[Saved entries]
◆ ◆ ◆ ◆ ◆
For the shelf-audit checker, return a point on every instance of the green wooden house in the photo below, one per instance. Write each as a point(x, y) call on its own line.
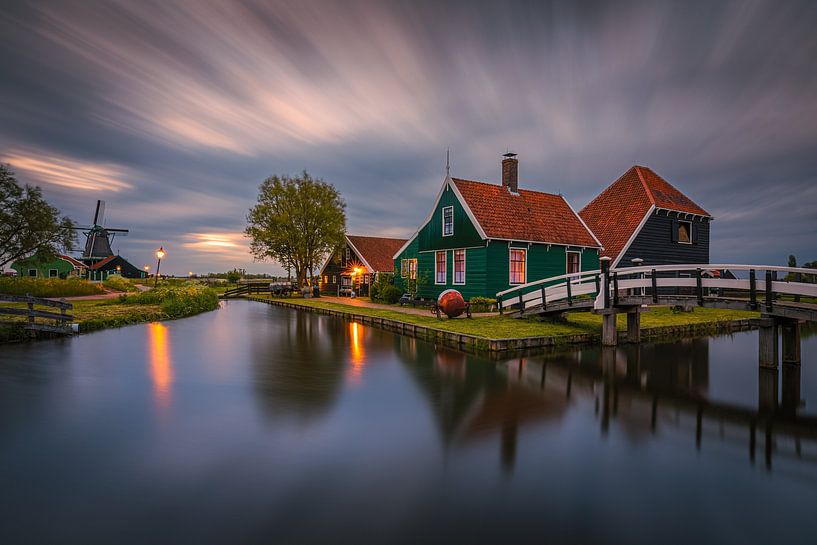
point(482, 238)
point(61, 266)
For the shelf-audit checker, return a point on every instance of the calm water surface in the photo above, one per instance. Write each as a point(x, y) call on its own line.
point(255, 424)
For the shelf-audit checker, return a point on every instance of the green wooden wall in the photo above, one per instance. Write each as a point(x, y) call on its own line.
point(486, 264)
◆ ◆ ◆ ◆ ◆
REQUIRED TASK:
Output all of the items above verbatim, leaving out the pictures.

COMPLETE RESPONSE:
For the shelf-audit checker, return a point on every instance of the green wooden house in the photo below, one per instance. Write each as a point(x, y) call on its own line.
point(482, 238)
point(61, 266)
For the shelf-audit checker, return a point on every instance of the calm water surface in the photo above, one per instance. Write each as a point(x, y) call on its own line.
point(255, 424)
For the shelf-audit checker, return a point on every instance of the green wooden wall in the photo above, one per instance. Write each as a point(x, y) call on its own line.
point(486, 264)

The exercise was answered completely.